(Extracted data entries)
-=-=-

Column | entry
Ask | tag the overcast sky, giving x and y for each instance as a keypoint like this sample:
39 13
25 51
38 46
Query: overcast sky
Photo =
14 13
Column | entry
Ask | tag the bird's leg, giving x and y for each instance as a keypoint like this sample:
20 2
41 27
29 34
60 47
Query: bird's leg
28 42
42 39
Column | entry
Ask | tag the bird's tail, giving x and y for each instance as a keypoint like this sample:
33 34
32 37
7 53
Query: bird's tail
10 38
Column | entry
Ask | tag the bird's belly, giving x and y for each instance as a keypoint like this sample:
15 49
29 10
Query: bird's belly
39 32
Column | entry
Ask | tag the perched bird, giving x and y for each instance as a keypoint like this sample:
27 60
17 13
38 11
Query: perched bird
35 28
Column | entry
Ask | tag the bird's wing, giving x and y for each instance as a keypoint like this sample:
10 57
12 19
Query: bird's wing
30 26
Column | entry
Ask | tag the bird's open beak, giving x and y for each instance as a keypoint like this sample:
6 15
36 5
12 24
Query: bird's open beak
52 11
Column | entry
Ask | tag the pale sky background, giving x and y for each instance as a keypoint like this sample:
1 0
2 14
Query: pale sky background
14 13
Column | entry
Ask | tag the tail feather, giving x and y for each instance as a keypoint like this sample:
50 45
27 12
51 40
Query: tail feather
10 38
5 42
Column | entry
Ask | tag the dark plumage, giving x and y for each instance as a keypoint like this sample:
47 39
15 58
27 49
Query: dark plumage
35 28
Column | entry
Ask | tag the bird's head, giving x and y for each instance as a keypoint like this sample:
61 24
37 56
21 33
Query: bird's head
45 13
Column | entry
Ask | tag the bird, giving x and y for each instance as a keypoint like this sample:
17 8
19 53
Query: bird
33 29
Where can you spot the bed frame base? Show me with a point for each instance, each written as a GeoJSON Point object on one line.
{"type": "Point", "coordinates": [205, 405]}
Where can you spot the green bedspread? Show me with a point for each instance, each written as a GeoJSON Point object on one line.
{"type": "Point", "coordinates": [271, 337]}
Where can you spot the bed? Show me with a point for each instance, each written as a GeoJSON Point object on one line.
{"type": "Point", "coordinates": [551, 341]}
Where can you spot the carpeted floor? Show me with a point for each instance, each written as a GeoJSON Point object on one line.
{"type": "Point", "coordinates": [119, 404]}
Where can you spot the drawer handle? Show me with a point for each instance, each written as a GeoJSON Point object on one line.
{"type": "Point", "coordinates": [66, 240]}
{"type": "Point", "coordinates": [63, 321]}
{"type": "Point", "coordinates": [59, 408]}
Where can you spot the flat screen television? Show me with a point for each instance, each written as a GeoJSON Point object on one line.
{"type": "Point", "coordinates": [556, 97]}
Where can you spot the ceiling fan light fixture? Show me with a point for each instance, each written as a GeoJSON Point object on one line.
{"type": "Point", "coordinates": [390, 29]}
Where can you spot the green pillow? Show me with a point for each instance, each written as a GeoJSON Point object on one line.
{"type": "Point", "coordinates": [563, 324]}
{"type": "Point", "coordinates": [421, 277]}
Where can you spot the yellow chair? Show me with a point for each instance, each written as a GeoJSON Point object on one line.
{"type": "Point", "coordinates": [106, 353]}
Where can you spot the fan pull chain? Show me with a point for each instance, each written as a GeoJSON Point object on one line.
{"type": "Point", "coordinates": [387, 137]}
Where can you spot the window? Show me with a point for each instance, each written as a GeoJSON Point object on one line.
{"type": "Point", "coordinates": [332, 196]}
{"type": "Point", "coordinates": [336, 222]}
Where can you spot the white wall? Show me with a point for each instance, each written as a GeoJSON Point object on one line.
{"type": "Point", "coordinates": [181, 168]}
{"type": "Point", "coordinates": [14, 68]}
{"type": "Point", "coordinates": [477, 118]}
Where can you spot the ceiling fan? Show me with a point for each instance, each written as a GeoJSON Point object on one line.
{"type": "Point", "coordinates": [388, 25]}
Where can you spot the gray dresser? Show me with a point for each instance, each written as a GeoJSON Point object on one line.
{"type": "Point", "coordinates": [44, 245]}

-=-=-

◆ **Written exercise**: Write out exactly the lines starting with the one that holds "Where can you spot the fan" and running through the last line above.

◆ **Result for this exercise**:
Where can you spot the fan pull chain? Show me with a point for each instance, each written as a GeoJSON Point object on one line.
{"type": "Point", "coordinates": [387, 137]}
Where can you spot the window? Show me with a point for each instance, each written as a GeoJSON Point object on one line.
{"type": "Point", "coordinates": [332, 196]}
{"type": "Point", "coordinates": [336, 222]}
Where can you spot the white wall? Show me with a point for each instance, each written as a GeoJSON Point object on one line.
{"type": "Point", "coordinates": [181, 168]}
{"type": "Point", "coordinates": [14, 68]}
{"type": "Point", "coordinates": [477, 118]}
Where can you spot the ceiling fan? Show me with a point for each instance, each written as a GeoJSON Point object on one line.
{"type": "Point", "coordinates": [388, 25]}
Where can you spot the gray dresser? Show me with a point for each instance, each written as a GeoJSON Point object on one line.
{"type": "Point", "coordinates": [44, 245]}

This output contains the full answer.